▸ **What is required**: Rewrite the stretch from the line containing "Locate the green stem" through the line containing "Target: green stem of wildflower", replacing "wildflower" with "meadow flower" and leaving everything else unchanged.

## Start Data rows

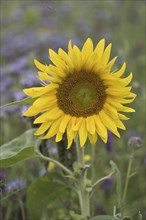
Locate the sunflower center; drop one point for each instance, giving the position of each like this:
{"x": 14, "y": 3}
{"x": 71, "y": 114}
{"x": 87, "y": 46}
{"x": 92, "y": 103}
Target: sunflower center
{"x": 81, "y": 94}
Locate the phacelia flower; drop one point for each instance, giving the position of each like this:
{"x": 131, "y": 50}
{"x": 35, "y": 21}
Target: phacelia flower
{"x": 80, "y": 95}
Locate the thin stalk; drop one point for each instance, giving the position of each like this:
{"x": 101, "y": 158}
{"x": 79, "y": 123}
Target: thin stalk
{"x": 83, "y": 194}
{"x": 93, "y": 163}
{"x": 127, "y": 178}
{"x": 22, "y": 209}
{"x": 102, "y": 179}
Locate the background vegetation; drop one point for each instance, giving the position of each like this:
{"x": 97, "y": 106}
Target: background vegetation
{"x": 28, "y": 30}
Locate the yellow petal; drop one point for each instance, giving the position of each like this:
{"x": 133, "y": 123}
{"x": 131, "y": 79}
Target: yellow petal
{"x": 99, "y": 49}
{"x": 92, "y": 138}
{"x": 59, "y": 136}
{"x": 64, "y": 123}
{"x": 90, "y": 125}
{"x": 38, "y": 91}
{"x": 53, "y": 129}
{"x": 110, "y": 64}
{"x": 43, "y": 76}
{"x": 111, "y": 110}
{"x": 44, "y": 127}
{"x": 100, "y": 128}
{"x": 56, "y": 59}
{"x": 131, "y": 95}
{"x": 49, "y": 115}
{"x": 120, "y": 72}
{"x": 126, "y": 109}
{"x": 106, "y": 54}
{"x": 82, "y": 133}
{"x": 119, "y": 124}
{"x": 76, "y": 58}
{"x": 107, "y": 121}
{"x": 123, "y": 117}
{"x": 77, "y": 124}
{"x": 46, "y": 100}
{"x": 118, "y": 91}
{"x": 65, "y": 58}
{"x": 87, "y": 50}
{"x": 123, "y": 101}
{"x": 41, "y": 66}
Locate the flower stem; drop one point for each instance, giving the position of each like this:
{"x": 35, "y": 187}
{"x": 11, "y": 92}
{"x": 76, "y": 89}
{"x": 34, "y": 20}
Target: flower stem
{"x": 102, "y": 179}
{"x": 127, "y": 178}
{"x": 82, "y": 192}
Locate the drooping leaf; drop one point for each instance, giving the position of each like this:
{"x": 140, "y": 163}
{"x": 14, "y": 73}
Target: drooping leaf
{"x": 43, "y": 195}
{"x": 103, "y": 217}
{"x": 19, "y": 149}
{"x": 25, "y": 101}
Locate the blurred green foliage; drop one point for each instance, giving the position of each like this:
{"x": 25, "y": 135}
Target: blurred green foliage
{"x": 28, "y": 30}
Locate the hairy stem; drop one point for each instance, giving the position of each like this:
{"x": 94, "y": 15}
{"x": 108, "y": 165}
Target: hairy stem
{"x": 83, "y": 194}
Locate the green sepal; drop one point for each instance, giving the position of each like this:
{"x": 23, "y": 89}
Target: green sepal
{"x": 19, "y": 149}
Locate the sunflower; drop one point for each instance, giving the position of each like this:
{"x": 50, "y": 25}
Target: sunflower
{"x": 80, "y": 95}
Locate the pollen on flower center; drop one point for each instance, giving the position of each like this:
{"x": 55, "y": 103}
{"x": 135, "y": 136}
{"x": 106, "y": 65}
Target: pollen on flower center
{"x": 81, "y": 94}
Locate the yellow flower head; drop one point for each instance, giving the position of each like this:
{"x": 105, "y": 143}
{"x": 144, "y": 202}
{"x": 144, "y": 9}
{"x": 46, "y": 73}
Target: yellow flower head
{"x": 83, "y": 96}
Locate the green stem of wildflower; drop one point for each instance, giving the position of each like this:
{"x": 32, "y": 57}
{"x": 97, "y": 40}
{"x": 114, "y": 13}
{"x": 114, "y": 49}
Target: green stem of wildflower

## End Data rows
## Start Data rows

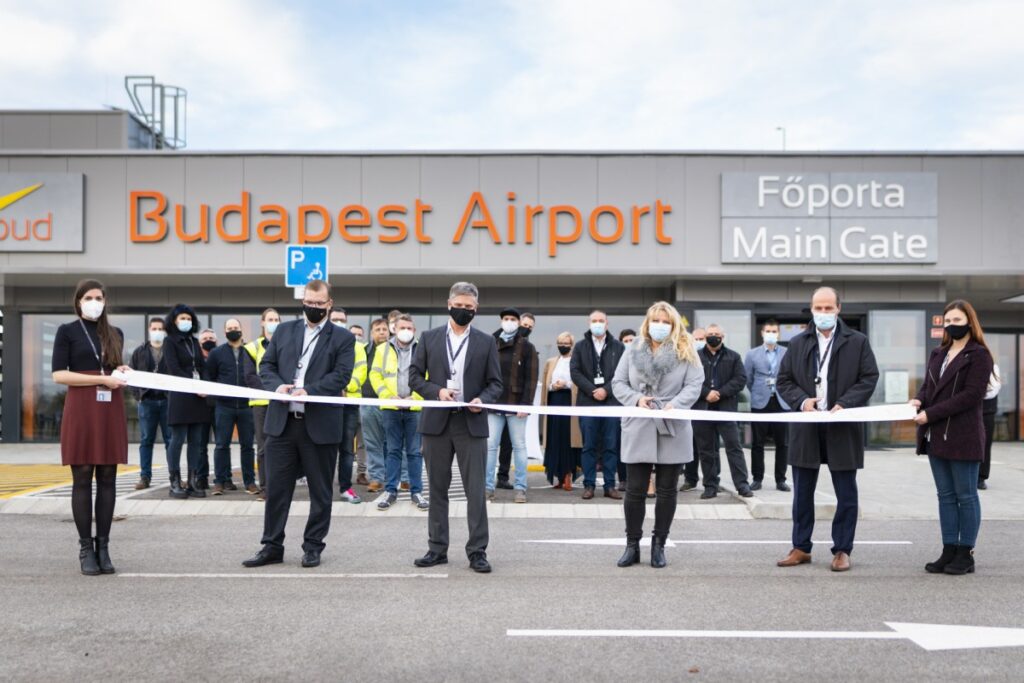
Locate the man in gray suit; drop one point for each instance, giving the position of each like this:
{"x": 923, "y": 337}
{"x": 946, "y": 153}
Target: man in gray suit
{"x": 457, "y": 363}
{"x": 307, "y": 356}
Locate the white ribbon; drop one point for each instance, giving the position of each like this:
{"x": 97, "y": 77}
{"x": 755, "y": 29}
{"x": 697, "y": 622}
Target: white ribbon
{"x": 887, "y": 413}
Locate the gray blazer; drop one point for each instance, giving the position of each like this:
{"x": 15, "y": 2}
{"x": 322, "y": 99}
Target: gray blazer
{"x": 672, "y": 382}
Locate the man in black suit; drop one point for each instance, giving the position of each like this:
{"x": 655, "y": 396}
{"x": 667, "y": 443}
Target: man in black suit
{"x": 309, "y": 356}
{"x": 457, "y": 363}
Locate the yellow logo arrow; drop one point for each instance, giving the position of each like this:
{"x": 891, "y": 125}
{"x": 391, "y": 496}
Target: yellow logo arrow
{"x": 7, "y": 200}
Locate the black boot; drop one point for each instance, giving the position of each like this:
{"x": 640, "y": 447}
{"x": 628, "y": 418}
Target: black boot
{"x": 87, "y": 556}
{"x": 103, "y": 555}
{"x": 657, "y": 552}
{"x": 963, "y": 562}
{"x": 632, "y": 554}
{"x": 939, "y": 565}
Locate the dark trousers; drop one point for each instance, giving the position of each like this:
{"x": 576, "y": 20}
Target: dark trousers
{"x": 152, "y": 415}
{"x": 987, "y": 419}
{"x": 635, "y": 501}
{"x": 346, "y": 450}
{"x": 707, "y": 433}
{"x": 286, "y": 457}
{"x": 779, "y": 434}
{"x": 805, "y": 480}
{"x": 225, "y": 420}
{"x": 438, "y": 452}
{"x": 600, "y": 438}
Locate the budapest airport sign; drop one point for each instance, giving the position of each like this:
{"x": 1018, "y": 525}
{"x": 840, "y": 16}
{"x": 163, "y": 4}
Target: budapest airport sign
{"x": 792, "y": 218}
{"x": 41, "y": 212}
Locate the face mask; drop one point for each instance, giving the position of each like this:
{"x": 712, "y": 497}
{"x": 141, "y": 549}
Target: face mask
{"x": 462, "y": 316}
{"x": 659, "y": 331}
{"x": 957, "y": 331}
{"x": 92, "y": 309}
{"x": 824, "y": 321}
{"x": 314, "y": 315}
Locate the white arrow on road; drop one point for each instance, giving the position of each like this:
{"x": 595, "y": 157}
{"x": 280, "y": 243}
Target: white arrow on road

## End Data rows
## Start Data rows

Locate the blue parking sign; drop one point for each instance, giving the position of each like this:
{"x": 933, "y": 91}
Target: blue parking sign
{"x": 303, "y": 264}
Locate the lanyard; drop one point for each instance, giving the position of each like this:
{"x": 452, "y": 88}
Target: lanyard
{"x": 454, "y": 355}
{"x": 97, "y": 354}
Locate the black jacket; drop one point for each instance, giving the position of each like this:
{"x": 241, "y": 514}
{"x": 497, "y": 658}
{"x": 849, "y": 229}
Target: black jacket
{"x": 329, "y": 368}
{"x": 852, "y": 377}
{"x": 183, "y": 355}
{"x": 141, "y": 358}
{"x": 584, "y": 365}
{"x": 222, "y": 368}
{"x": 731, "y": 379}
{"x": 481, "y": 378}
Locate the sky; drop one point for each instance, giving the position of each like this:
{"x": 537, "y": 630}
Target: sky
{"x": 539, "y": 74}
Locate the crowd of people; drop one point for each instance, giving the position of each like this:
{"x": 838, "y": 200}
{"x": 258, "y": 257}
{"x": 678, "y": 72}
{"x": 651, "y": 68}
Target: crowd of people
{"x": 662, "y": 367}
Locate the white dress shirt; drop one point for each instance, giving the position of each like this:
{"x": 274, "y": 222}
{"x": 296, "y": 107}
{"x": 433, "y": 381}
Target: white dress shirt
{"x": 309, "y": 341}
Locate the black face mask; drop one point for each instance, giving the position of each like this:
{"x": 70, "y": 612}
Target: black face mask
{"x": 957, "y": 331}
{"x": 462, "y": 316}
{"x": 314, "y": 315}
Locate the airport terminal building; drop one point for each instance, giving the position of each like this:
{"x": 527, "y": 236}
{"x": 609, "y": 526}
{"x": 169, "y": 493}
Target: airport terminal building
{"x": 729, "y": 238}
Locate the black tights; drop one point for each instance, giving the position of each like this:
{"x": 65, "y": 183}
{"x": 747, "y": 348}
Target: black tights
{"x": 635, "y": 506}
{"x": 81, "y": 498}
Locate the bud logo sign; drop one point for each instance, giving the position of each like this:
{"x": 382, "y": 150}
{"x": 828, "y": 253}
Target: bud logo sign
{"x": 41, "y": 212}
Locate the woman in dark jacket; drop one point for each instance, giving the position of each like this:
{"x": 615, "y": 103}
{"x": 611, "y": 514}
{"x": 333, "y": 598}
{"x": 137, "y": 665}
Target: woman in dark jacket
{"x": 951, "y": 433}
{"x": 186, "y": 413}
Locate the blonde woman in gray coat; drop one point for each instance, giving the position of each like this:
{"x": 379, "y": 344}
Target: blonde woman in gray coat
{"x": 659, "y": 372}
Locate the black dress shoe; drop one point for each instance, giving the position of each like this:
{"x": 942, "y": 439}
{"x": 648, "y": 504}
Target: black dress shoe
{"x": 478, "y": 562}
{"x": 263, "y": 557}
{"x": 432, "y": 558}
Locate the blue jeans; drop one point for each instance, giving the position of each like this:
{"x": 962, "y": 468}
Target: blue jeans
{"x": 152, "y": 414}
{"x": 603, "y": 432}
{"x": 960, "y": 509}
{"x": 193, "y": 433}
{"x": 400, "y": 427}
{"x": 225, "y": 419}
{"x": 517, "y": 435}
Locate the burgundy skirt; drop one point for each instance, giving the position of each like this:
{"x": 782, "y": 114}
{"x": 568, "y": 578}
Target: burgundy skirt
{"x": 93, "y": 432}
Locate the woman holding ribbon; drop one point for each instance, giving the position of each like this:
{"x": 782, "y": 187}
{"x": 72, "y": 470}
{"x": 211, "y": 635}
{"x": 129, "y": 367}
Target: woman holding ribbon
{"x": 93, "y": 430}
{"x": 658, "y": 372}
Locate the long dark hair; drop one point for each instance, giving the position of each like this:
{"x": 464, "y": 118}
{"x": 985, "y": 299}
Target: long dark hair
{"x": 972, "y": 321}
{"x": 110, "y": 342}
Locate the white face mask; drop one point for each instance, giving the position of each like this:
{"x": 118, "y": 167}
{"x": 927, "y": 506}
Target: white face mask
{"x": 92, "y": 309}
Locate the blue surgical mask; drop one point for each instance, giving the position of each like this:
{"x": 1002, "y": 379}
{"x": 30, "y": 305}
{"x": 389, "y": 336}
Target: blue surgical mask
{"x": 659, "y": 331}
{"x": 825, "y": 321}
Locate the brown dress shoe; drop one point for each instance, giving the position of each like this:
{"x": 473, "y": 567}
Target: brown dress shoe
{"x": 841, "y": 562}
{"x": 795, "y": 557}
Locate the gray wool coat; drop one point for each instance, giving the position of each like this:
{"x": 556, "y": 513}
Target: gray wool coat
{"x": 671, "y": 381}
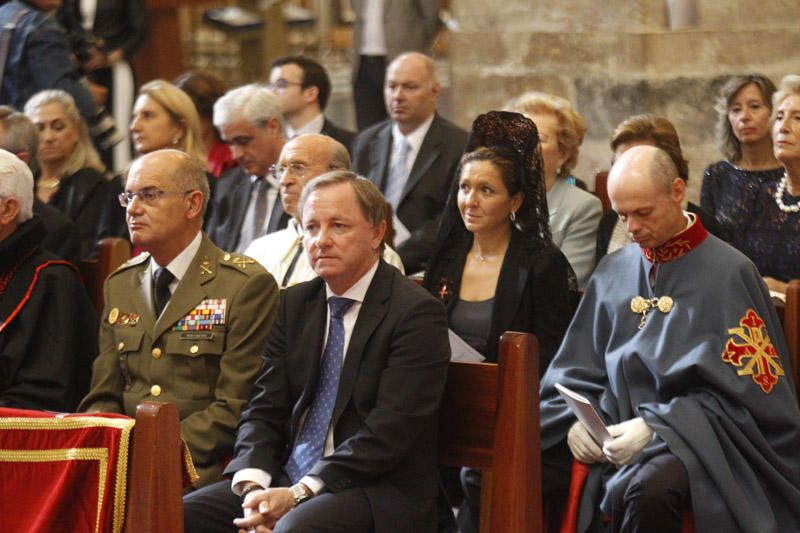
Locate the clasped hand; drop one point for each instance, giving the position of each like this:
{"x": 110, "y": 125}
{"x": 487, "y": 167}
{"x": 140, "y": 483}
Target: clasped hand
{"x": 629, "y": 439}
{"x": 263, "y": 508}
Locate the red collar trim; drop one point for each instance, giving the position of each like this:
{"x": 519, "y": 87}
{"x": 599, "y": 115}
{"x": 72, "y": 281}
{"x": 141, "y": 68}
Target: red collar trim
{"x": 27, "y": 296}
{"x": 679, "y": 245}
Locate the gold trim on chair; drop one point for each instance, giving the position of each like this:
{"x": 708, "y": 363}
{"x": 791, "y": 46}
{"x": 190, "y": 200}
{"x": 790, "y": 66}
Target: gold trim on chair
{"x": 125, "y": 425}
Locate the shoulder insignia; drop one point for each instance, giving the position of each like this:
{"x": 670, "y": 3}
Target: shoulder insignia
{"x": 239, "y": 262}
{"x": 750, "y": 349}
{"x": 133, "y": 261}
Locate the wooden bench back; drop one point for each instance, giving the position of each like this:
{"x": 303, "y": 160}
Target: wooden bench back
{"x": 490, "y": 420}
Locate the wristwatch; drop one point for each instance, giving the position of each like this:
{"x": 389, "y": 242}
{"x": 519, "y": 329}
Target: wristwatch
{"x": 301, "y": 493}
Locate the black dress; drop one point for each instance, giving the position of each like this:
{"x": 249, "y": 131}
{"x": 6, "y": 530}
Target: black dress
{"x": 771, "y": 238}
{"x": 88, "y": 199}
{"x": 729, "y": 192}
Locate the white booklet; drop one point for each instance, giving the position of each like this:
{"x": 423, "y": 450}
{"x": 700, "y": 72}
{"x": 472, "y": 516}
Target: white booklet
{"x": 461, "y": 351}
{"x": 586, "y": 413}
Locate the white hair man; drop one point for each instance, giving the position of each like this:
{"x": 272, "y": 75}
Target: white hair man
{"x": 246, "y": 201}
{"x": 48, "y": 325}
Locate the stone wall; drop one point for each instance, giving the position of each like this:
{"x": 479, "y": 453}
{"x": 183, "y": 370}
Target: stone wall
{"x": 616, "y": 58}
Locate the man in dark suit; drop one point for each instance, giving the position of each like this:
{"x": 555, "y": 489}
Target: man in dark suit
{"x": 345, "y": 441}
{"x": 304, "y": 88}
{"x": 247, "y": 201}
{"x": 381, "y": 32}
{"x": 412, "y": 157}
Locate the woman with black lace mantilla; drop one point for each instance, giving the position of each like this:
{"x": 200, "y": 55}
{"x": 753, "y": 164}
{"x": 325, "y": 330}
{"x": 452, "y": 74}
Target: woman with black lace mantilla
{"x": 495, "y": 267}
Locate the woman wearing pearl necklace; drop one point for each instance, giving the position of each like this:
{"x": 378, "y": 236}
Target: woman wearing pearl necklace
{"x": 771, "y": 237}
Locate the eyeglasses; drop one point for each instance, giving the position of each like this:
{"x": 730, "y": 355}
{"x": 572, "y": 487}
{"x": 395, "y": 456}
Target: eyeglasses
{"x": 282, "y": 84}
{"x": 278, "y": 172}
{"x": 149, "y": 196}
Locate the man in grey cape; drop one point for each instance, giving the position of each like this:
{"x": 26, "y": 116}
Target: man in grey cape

## End Data rows

▸ **Response for this exercise**:
Locate the green stem of meadow flower; drop one point for each instance, giving the position of each like this:
{"x": 32, "y": 57}
{"x": 97, "y": 40}
{"x": 114, "y": 13}
{"x": 114, "y": 49}
Target: green stem of meadow flower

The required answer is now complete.